Could you repeat every record exactly as it appears?

··· Material provided ···

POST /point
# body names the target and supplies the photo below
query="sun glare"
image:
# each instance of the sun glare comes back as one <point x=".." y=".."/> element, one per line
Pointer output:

···

Task output –
POST /point
# body names the target and supplies the photo below
query="sun glare"
image:
# each instance of the sun glare comes back as one <point x=".." y=".."/> element, one per line
Pointer output:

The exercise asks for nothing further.